*What you need to do:*
**A)** Collect every line of the records that contains the string "number" and copy each one. Treat the match as case-sensitive.
**B)** Proceed with the passage on reducing wire crossings in LUT networks, picking up after its last sentence.
>> start Passage given
To compute wire crossing costs, we use a technique called layered graph drawing. Initially, all nodes in the graph are assigned levels based on their distance from the inputs. Edges spanning multiple levels are divided by buffer insertion, and each node is given a rank within its level. Crossings between adjacent levels are detected by comparing the coordinates of all edge combinations. After traversing all levels, we obtain the total graph crossings, forming the cost function. The order of nodes within a level affects crossings, leading to various techniques to reduce them by swapping nodes. However, minimizing crossings across the entire graph is NP-hard.

# D. Post-Mapping Crossing Reduction

With our approximation method for wire crossings, viewed as edge crossings in a graph, we introduce our algorithm to minimize these crossings. While existing methods like layered graph drawing algorithms tackle this, we aim for a more comprehensive optimization. Our strategy focuses on reducing crossings by restructuring the graph using Boolean decomposition. An example will clarify this approach.



Fig. 7: Decomposition of two four input LUTs.

*Example 3:* In Fig. 7a, the network consists of four inputs and two outputs, efficiently represented by a single 4-input LUT for each output. This setup achieves optimal traditional costs, with area and delay both at 2, but entails 6 edge crossings. However, conventional techniques like layered graph drawing offer no improvements due to the already minimized crossings.

The network in Fig. 7b presents the same Boolean function as the original design but with a different LUT configuration. Instead of two 4-input LUTs, it employs one 3-input LUT and two 2-input LUTs. Despite structural differences, the logic remains consistent, ensuring intended functionality. Notably, this setup reduces edge crossings to 1, aligning more closely with optimization objectives, even though increasing both area and delay by 1.
>> end Passage given
>> start Input data
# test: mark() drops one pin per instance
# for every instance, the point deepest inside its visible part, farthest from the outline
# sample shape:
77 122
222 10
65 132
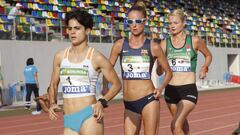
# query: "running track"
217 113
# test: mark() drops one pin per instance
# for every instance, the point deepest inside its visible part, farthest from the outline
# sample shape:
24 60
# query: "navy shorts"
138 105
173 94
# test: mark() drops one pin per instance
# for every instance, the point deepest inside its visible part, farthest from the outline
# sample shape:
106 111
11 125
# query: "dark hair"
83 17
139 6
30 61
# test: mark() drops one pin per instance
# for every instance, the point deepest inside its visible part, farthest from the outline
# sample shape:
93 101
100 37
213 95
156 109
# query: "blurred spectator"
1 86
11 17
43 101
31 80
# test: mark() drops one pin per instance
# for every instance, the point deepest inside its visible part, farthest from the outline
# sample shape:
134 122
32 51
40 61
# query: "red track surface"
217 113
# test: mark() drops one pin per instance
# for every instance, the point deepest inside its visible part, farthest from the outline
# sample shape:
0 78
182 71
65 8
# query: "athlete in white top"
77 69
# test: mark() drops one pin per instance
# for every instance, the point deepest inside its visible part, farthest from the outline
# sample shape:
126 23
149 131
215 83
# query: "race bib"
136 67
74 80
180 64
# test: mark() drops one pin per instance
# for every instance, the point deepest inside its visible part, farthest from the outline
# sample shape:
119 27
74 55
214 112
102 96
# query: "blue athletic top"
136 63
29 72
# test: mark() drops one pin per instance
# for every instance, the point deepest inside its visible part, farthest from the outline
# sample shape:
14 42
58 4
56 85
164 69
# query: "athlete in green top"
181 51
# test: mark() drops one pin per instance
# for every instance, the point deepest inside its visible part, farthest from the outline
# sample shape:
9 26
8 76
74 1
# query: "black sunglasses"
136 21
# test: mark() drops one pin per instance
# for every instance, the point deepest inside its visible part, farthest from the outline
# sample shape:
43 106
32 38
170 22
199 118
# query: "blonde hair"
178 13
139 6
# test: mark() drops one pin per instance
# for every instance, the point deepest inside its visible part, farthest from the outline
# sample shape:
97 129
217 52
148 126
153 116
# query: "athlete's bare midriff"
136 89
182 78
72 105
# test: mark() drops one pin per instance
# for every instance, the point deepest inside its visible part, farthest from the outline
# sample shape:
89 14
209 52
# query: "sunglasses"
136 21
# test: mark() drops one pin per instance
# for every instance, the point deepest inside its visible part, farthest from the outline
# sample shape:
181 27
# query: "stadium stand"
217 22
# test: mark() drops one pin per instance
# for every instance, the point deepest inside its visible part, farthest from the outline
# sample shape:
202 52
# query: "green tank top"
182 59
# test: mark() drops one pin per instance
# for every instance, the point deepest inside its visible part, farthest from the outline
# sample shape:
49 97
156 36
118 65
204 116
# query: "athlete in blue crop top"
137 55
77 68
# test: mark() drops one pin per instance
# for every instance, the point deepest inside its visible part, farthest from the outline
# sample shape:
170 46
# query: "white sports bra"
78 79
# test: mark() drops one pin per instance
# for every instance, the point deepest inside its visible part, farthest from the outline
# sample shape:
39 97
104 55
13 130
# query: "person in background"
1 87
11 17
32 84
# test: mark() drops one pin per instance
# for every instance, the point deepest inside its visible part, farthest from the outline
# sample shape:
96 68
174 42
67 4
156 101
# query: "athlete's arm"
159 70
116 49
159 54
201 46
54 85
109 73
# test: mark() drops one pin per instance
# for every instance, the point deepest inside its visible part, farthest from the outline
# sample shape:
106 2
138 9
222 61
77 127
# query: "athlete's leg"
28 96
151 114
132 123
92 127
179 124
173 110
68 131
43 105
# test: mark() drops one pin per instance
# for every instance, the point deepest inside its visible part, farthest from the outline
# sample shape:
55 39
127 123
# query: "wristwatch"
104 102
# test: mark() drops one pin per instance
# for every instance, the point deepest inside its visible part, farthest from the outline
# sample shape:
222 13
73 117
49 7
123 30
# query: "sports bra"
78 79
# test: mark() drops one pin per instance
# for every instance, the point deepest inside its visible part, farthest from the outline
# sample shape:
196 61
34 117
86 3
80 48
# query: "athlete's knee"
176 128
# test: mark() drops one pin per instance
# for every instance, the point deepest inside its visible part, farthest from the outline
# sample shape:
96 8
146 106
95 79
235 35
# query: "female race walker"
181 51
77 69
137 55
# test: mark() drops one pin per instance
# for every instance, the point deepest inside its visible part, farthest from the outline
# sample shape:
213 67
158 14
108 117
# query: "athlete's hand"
>> end Input data
>> start Input data
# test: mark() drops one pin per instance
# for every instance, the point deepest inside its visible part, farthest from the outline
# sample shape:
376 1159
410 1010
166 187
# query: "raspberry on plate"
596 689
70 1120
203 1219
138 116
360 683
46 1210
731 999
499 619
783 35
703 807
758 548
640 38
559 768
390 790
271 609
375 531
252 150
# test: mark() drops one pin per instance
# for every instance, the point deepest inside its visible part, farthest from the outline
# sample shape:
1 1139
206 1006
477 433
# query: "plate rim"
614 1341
>> end Input data
>> start Input data
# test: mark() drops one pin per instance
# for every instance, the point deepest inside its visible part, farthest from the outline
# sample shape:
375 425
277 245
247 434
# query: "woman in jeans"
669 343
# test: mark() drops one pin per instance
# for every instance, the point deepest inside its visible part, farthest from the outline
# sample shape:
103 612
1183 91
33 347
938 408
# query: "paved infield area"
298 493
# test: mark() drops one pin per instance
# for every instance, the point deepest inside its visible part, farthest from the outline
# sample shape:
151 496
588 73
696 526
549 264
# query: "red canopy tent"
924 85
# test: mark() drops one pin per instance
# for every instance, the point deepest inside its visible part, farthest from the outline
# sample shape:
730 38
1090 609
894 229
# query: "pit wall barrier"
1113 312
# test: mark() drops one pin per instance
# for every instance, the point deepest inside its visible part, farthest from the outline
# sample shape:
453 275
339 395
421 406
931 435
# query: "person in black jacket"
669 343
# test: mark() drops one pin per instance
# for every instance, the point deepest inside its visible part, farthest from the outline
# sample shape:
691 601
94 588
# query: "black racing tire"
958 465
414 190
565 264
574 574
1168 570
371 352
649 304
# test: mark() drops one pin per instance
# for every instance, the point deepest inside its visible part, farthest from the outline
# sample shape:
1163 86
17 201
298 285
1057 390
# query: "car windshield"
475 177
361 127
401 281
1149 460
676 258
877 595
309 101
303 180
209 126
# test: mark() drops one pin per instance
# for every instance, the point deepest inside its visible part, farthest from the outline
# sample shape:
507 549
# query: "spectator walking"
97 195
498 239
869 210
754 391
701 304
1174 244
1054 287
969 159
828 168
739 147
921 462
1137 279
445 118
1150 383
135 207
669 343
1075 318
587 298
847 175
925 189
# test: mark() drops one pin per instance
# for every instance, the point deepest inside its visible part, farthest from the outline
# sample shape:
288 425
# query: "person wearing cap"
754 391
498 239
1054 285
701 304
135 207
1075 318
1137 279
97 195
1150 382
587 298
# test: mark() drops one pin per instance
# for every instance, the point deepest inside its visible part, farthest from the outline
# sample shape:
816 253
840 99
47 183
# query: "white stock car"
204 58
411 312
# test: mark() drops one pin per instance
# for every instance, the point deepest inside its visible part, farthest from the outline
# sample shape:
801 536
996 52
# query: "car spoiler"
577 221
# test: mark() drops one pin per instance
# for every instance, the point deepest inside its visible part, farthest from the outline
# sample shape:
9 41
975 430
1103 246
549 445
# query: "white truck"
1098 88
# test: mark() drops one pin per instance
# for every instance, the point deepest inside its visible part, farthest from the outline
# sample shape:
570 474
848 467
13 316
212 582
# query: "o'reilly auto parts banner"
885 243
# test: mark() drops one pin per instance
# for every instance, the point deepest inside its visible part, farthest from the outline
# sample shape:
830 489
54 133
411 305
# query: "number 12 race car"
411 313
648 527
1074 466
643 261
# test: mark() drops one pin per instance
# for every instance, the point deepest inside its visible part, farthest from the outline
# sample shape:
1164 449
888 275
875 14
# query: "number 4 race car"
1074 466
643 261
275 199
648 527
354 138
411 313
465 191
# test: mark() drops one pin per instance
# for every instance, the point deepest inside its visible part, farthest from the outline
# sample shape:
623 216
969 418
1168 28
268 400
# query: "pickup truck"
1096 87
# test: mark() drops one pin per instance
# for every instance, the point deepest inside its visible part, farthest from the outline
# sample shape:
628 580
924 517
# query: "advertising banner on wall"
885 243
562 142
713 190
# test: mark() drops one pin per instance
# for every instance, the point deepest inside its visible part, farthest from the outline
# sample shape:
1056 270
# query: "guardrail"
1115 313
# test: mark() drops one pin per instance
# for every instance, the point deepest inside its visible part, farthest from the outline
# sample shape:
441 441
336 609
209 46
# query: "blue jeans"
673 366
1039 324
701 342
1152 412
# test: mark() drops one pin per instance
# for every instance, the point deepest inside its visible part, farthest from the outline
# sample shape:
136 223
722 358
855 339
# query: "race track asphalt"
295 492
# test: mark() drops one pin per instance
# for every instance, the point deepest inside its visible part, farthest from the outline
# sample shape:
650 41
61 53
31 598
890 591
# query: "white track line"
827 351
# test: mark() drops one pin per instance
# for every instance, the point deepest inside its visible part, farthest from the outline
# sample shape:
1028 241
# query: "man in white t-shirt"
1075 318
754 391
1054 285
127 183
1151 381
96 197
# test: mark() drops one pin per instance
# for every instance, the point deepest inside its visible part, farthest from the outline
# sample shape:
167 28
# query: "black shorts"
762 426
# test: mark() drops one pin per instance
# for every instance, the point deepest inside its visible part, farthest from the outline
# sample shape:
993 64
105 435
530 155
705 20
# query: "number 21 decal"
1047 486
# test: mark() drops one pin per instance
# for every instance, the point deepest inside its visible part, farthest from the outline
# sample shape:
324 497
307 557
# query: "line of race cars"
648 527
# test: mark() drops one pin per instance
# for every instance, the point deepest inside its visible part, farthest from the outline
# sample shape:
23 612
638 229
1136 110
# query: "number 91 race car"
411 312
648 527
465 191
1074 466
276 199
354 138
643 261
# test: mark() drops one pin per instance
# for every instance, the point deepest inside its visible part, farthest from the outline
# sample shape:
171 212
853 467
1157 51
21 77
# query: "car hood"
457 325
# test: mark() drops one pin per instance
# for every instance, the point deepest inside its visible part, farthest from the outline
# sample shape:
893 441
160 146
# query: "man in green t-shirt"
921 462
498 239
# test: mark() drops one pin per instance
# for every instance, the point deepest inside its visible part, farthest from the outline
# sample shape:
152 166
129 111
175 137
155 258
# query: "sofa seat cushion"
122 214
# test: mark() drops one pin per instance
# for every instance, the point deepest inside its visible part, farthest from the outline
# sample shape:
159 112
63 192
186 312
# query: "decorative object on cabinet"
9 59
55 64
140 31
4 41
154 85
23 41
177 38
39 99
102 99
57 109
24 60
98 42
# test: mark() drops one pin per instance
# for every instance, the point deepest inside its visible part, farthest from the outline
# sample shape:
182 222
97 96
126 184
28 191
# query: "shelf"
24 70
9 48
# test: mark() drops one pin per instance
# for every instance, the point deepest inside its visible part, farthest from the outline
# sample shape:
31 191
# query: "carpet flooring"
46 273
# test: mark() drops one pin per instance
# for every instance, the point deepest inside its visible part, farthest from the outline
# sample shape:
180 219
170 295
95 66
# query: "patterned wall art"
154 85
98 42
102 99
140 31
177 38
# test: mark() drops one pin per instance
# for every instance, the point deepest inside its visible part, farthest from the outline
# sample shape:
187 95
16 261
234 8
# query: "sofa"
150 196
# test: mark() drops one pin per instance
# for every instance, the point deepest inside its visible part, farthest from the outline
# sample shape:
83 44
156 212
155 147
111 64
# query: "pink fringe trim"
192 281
>> end Input data
*Expected results:*
**A)**
# query: "number 12 race car"
# query: "number 4 race car"
# query: "number 21 decal"
# query: "number 91 race car"

**B)**
The improved crossing costs on the right-hand side are due to Boolean decomposition of the network on the lefthand side, introducing shared logic nodes. In Fig. 7b, the shared node 8 is highlighted in green as it contributes to both outputs, consolidating crossings within this node.

Motivated by the efficacy of decomposition and shared nodes, we propose an algorithm to minimize edge crossings in resulting networks. This algorithm targets structures with numerous edge crossings, which can be mitigated by shared logic nodes. This algorithm operates after FPGA mapping, starting with a LUT network with 4-input LUTs (Section IV-B). It identifies pairs of LUTs sharing a common node, requiring a minimum of two shared inputs. Initially, the algorithm searches for such LUT pairs and tests if decomposition can reduce crossings. If decomposition is viable, it applies the change iteratively, continuing to optimize the network's structure and minimize edge crossings.

From the example, we infer that both the area and delay increase. However, this poses no issue for us since, as discussed, minimizing crossings takes precedence over these considerations. Furthermore, the introduction of decomposition may not necessarily increase delay, particularly in larger networks where the new node is not on the critical path. In such cases, delay remains unaffected, illustrating the negligible impact of additional nodes in certain contexts.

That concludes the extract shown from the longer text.